- Text excerpt
+ + +
All hands on deck
Sometimes something happens that needs the whole team to respond. When possible plan these out and ensure everyone’s there and involved.
Most of the time our work fits into the (insert your normal working hours here). This means we may or may not see the whole team we work with at any given time, and we can reasonably expect to be unavailable when we go home to do things like not work. There are, however, times when we need everyone to be available outside those hours. These situations tend to be big deployments, massive outages and other (thankfully!) non-standard events. While everyone knows they come up, they do frequently cause a lot of friction… after all, who wants to be dragged into the (virtual) office on a Sunday?
I’ve found a number of things help at least easy the pain of these events:
Plan it out in advance
When possible these events should be planned out in advance. This is easier to do on bigger projects where you can predict when major events (like a go-live) occur, but to some extent this can also be performed through risk planning. For example if you know a holiday is coming up and your system may be stressed, have more folks placed on call.
+ + +
- Rows
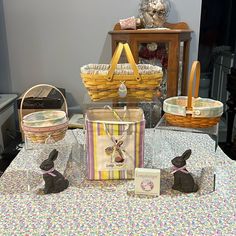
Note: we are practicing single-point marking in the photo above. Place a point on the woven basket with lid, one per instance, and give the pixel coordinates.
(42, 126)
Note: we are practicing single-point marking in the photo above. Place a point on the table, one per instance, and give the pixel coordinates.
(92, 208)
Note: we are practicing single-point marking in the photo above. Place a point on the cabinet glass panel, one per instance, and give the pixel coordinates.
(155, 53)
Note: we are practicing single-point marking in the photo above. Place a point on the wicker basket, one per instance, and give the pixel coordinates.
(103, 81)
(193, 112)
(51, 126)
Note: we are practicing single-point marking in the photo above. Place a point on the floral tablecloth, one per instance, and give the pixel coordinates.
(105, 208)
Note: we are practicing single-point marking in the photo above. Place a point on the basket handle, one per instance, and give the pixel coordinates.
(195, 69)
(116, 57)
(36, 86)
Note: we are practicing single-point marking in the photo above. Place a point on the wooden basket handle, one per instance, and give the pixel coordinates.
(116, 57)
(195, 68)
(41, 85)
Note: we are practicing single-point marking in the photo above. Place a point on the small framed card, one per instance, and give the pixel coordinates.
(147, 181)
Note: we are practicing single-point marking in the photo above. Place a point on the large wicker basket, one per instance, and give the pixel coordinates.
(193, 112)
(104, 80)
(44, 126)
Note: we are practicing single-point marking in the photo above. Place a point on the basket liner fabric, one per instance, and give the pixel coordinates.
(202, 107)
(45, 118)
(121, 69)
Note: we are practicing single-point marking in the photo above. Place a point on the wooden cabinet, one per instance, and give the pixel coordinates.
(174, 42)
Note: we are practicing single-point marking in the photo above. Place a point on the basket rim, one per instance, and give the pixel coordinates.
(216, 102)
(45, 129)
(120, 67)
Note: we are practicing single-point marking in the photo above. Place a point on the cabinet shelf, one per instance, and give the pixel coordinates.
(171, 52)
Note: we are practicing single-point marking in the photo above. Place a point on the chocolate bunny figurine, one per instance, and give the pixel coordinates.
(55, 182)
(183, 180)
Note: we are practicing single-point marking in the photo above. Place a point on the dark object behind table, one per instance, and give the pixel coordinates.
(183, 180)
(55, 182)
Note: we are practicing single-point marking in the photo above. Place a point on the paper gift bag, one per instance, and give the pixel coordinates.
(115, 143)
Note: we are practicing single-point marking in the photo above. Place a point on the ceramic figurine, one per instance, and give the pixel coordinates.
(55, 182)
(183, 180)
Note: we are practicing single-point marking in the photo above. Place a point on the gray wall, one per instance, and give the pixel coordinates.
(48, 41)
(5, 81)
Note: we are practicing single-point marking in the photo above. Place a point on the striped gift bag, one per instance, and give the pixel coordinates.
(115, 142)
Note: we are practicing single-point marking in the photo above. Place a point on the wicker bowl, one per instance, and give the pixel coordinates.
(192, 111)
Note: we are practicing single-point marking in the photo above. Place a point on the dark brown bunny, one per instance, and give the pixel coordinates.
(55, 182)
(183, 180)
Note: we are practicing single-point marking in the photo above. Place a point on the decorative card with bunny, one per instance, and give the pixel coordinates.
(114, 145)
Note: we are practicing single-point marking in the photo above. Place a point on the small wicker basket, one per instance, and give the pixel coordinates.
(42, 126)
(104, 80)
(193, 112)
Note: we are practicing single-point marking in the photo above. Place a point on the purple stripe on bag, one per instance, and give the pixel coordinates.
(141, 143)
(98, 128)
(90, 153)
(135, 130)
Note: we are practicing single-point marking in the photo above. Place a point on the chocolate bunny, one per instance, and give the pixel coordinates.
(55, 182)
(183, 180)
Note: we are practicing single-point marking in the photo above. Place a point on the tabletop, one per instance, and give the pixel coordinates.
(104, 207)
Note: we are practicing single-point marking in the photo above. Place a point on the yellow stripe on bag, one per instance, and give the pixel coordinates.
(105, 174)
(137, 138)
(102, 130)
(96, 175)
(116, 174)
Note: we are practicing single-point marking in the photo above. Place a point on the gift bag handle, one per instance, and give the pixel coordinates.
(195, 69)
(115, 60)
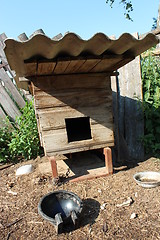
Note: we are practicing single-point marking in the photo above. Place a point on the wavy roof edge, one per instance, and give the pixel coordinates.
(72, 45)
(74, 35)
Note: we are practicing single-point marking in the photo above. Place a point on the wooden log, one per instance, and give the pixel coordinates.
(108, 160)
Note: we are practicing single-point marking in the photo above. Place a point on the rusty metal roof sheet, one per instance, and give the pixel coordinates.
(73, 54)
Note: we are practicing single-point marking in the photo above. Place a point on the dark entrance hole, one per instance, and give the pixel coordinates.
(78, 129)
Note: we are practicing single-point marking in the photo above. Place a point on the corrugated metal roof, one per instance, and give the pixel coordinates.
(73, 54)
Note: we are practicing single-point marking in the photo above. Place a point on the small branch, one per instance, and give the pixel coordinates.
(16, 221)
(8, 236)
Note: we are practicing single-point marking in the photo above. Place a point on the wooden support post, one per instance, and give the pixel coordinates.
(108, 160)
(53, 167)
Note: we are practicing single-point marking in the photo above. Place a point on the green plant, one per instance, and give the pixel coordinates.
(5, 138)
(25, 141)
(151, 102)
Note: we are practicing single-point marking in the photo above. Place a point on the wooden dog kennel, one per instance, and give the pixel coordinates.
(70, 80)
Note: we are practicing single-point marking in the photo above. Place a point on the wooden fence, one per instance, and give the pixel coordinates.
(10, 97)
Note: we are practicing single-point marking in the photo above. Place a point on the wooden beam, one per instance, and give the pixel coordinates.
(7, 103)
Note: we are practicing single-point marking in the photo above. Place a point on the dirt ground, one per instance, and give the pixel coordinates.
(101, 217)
+ + +
- Request 1
From the passage on all-hands events, extract the part that opens with the words containing "All hands on" and closes with "on a Sunday?".
- Request 2
In the passage on all-hands events, what example of risk planning is given?
- Request 3
Pick up the passage on all-hands events after its last sentence and keep writing.

- Output 1
All hands on deck
Sometimes something happens that needs the whole team to respond. When possible plan these out and ensure everyone’s there and involved.
Most of the time our work fits into the (insert your normal working hours here). This means we may or may not see the whole team we work with at any given time, and we can reasonably expect to be unavailable when we go home to do things like not work. There are, however, times when we need everyone to be available outside those hours. These situations tend to be big deployments, massive outages and other (thankfully!) non-standard events. While everyone knows they come up, they do frequently cause a lot of friction… after all, who wants to be dragged into the (virtual) office on a Sunday?

- Output 2
If a holiday is coming up and the system may be stressed, more people should be placed on call.

- Output 3
Planning it in advance helps everyone plan for it; now they can not take holiday and they can move other personal things out of the way. Planning it out also helps everyone see it’s an important part of the project/etc. And sets an expectation that its a required action vs. an optional event.
EVERYONE shows up
I usually serve as the project manager, so I’m rarely the one actually performing the go-live. This means my presence isn’t as critical as the developers, but I still make a point of being in the room as things unfold. This extends beyond my own personal sense of ownership of the project and into a sense of camaraderie. If everyone knows that everyone else will be there during crunch time, it’s more likely they’ll show up. Experiencing this stressful event together will help the team bond, and make it feel more like, well, a team.
Loosen protocol
Depending on the office culture this may or may not be a good tip, but loosening protocol (e.g. dress codes, eating at your desk, whatever) during these events helps to ease folks into it. It also helps deflate arguments about people being available as they can be more comfortable… or at the very least makes it more palatable (well at least I can wear my jeans).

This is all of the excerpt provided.